2000 thatlook.com 300
- The 2000 thatlook.com 300 program cover.
- Date: July 9, 2000
- Official name: 8th Annual thatlook.com 300
- Location: Loudon, New Hampshire, New Hampshire International Speedway
- Course: Permanent racing facility
- Course length: 1.058 miles (1.704 km)
- Distance: 273 laps, 288.834 mi (464.833 km)
- Scheduled distance: 300 laps, 317.4 mi (510.805 km)
- Average speed: 103.145 miles per hour (165.996 km/h)

- [The tasks]:
1. List every distance figure given in kilometers in the race summary.
2. In the rows, switch "beneath" to "under" across the stretch from the first row through the row containing "--fill-mode even-odd", and return only those lines.
The race summary and the rows that follow it come from unrelated sources.

- [Data for the task]:
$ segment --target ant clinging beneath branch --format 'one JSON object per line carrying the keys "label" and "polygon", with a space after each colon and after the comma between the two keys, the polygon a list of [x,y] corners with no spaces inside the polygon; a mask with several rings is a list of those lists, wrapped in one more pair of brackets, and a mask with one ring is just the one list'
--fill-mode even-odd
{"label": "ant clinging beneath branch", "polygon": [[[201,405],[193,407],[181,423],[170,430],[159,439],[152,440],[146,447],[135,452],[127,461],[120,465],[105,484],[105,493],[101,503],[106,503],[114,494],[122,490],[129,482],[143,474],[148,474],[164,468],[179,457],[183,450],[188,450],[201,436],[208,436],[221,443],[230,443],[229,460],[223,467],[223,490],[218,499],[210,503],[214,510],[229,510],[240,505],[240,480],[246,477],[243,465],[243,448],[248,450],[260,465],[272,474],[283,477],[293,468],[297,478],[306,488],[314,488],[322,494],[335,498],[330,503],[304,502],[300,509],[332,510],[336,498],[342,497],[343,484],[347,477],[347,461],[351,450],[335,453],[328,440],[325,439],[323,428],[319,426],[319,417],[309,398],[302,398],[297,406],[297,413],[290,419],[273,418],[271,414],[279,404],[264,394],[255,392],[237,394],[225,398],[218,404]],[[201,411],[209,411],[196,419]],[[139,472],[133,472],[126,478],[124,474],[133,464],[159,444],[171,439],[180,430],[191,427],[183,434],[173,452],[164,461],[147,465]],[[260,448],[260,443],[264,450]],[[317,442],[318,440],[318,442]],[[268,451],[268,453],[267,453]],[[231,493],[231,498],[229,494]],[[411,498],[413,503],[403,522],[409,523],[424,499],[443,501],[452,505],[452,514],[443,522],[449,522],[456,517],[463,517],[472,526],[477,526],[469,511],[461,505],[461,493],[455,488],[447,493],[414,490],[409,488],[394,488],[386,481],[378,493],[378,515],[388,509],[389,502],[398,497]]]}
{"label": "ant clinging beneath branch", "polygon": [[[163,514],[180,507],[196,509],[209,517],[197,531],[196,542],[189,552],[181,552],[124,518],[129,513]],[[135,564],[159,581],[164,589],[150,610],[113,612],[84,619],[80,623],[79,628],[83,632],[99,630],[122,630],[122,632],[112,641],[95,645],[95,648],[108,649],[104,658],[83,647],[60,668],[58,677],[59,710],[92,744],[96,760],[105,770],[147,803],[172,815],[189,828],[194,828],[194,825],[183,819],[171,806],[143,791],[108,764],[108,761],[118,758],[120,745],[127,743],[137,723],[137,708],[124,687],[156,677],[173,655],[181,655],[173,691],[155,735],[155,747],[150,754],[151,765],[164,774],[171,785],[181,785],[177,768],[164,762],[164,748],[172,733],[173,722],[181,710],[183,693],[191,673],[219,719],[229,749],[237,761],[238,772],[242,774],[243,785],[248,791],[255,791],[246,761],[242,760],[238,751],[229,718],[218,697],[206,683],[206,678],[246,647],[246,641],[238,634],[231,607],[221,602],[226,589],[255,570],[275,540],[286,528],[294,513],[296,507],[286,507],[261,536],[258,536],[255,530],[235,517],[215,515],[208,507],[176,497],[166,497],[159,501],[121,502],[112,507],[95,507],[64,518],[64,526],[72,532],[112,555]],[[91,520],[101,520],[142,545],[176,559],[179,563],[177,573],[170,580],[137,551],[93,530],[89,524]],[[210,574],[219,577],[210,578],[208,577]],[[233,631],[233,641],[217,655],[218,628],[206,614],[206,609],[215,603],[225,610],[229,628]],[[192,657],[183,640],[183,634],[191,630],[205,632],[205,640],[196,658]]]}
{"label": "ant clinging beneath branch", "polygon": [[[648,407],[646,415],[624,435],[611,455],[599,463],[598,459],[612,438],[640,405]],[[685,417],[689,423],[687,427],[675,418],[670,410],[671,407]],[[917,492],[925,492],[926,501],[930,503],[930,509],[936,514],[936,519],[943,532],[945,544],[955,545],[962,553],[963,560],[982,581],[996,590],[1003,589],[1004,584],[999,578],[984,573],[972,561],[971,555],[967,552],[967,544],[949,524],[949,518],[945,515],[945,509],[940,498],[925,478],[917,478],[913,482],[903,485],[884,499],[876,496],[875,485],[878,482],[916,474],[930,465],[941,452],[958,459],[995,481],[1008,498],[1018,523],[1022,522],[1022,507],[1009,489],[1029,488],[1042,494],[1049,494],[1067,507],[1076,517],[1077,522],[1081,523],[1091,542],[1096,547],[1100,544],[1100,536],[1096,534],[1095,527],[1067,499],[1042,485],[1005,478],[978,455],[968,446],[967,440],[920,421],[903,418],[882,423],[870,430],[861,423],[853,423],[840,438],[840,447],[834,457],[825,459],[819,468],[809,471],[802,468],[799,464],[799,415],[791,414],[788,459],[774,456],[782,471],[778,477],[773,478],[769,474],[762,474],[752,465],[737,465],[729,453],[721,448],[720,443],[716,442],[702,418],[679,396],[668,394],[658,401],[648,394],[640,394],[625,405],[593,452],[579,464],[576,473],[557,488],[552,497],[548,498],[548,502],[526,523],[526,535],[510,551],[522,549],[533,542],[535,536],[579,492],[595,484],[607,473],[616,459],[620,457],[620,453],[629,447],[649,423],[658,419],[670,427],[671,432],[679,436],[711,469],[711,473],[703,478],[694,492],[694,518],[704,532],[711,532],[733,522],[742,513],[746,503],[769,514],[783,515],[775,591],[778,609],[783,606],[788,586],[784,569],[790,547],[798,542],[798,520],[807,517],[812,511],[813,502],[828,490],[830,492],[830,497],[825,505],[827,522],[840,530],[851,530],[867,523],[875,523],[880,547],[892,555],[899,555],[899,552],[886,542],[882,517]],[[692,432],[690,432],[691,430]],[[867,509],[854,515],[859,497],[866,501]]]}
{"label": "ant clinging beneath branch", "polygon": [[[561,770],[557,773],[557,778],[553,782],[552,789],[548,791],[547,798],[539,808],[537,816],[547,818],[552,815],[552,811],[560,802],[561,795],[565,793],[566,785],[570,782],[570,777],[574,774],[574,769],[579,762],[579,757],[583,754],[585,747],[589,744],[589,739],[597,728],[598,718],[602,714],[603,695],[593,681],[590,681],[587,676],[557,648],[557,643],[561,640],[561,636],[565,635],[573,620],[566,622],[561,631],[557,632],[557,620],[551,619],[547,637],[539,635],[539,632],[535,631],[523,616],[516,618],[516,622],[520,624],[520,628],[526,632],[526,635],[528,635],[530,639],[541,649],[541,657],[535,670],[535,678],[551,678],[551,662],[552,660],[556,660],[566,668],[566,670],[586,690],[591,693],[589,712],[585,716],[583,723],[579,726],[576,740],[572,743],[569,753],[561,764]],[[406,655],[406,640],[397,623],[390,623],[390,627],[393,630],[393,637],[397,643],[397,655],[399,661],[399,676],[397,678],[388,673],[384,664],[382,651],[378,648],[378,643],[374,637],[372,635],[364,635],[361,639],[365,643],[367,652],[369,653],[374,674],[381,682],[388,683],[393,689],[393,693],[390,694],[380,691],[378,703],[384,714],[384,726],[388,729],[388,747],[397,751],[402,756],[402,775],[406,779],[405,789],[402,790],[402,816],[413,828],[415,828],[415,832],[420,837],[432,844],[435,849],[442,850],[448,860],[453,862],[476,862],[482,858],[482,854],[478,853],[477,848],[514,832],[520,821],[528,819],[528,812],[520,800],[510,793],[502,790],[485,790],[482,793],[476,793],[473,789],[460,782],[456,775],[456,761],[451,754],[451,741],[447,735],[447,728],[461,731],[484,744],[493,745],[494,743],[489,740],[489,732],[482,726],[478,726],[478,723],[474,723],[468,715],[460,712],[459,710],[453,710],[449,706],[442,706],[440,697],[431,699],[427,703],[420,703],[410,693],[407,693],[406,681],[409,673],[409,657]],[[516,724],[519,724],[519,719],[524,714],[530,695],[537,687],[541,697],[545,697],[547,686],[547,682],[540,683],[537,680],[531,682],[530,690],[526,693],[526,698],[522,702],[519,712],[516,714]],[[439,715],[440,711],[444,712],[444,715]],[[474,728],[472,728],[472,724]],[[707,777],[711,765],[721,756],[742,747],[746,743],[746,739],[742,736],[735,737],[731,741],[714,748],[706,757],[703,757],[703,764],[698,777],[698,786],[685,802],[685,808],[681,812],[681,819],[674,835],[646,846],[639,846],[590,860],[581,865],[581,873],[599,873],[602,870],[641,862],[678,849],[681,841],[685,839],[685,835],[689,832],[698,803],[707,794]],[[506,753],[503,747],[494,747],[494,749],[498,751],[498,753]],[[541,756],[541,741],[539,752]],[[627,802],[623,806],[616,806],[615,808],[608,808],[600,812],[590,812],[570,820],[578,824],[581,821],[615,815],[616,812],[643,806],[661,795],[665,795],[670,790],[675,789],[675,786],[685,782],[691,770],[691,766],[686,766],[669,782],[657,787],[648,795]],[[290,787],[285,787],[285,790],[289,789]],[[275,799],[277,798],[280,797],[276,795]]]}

- [Answers to each task]:
1.
1.704 km
464.833 km
510.805 km

2.
$ segment --target ant clinging under branch --format 'one JSON object per line carrying the keys "label" and "polygon", with a space after each colon and after the comma between the two keys, the polygon a list of [x,y] corners with no spaces inside the polygon; a mask with several rings is a list of those lists, wrapped in one more pair of brackets, and a mask with one ring is just the one list'
--fill-mode even-odd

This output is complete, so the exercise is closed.